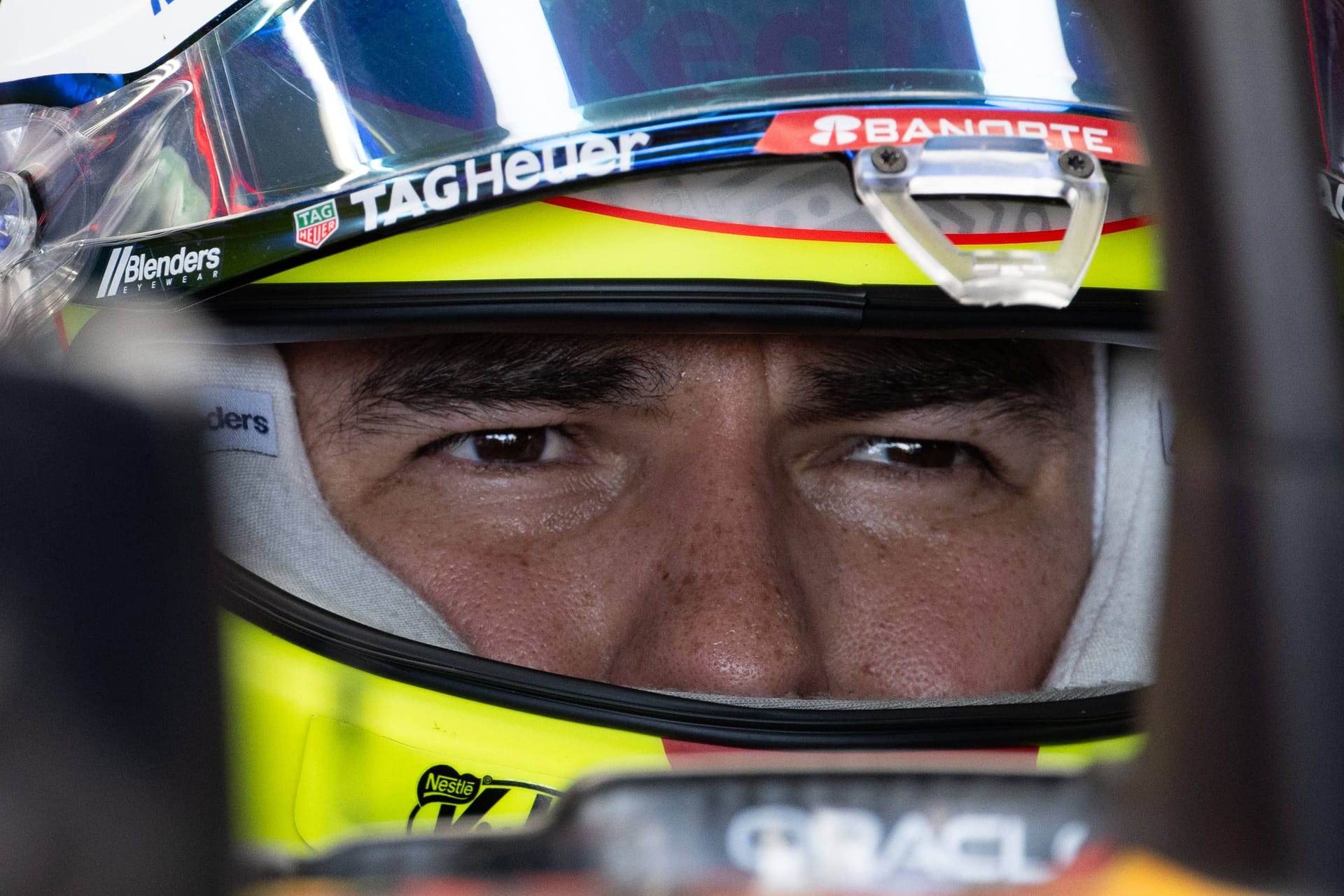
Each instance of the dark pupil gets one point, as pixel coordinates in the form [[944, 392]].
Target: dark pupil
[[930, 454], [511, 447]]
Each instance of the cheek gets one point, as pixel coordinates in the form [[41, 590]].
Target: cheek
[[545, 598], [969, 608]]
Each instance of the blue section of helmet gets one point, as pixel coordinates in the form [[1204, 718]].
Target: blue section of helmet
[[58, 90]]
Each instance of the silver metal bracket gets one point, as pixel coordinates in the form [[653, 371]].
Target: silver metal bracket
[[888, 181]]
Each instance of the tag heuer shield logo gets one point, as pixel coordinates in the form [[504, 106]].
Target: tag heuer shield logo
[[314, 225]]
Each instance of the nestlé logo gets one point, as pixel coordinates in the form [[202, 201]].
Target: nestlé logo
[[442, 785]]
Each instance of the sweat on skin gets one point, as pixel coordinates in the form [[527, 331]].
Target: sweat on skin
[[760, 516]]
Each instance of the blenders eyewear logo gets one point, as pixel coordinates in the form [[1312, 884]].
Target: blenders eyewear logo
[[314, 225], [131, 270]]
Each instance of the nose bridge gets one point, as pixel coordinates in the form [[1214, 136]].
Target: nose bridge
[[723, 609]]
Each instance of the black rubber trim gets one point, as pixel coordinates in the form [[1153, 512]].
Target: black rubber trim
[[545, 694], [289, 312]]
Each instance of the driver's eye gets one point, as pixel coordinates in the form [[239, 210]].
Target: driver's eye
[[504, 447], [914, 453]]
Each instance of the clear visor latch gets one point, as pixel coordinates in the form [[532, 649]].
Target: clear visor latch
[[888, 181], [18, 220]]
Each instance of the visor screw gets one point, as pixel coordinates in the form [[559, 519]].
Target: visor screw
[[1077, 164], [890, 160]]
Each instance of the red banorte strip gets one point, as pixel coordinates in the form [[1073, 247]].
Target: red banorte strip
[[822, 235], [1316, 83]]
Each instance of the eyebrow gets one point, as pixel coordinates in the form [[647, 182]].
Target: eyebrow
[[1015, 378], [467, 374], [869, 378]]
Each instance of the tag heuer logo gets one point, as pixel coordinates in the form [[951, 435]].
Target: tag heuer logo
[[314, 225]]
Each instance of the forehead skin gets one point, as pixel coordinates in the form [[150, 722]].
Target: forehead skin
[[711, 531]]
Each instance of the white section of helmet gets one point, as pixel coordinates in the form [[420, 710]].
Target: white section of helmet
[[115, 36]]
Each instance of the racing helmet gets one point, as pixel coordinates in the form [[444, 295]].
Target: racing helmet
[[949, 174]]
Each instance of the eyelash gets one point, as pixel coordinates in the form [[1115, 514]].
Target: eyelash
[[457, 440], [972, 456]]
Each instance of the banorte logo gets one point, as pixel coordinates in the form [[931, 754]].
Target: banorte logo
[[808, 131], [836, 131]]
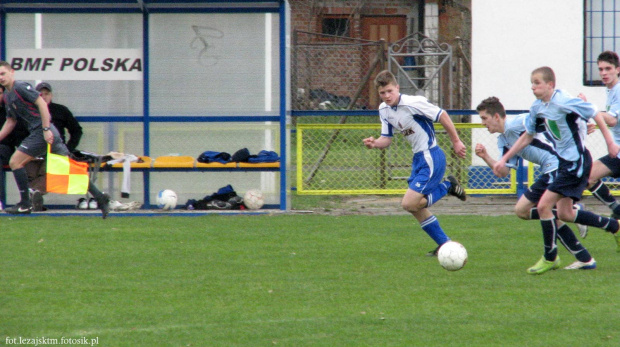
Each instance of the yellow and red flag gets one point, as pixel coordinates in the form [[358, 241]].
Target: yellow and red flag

___

▶ [REQUIRED TASK]: Copy out all of the material above word for word, omitting the pictures.

▶ [EXERCISE SOLUTION]:
Each instance of the dark pupil gets one point, as pixel coordinates in the form [[944, 392]].
Target: dark pupil
[[930, 454], [511, 447]]
Each instance of the cheek gets one point, as pixel coordinates in the form [[41, 590]].
Target: cheek
[[545, 598], [969, 608]]
Each instance of the blue section of helmet gets one point, as pixel coordinates in the form [[1204, 718]].
Target: blue section of helmet
[[58, 90]]
Each instance of the silver metal bracket gets one point, as pixel coordinates in the form [[653, 371]].
Target: silver metal bracket
[[888, 181]]
Each instance of the tag heuer shield logo gets one point, as pixel coordinates in the form [[504, 106]].
Target: tag heuer shield logo
[[314, 225]]
Each instance of the nestlé logo gets one point, as pixel coordinates in the form [[202, 201]].
Target: nestlé logo
[[442, 785]]
Each instance of the sweat on skin gets one point, as pixel coordinates in the form [[527, 331]].
Target: sweat on skin
[[760, 516]]
Each instance of the blenders eyewear logo gets one point, as pixel coordinates in the form [[1312, 884]].
Target: blenders eyewear logo
[[314, 225], [131, 270]]
Each instance of the nose bridge gets one point, as pixel coordinates in the form [[1214, 136]].
Target: nose bridge
[[723, 609]]
Each instance of the black rubber trim gets one point, as pixel coordinates in the form [[1153, 512]].
Target: black rubber trim
[[545, 694], [289, 312]]
Each instance of the driver's eye gets one point, as pixel coordinates in the form [[239, 210]].
Target: driver's eye
[[504, 447], [914, 453]]
Each instance of the clear visor latch gets one point, as pixel coordinates in the form [[532, 649]].
Target: clear visor latch
[[888, 181], [18, 220]]
Each instance of the visor screw gets one point, as pixel coordinates in the form [[559, 519]].
Target: visor screw
[[1077, 164], [890, 160]]
Each instance of the red banorte strip gets one point, as pixel coordinates in the form [[1073, 247]].
Target: red banorte strip
[[822, 235], [1316, 83]]
Each instance of the eyebrow gets one point, as pixel coordinates in the form [[647, 182]].
Target: eyebrow
[[1015, 378], [467, 374], [869, 378]]
Each instance of the tag heuer logo gets one point, as pixel coordinates in the form [[951, 435]].
Target: tag heuer logo
[[314, 225]]
Each instance of the forehead skin gets one point, as pixel coordinates in the form [[150, 722]].
Target: forehead skin
[[711, 531]]
Each instance of the white section of helmet gets one point, as pixel coordinates in the form [[420, 710]].
Target: white section of helmet
[[115, 36]]
Each instance of the racing helmet gets one point, as pixel coordinates in the form [[444, 295]].
Target: racing helmet
[[949, 174]]
Each instance of the eyelash gets one point, as pixel coordinates in the form [[1115, 514]].
Target: eyelash
[[457, 440], [972, 456]]
Each instance of the banorte logo gets one point, as pixel coordinates in the form [[931, 754]].
Target: banorte logo
[[808, 131], [836, 131]]
Each instance of the yellow and red flag gets one point, as pixel coordinates in the form [[358, 241]].
Target: yellow and red flag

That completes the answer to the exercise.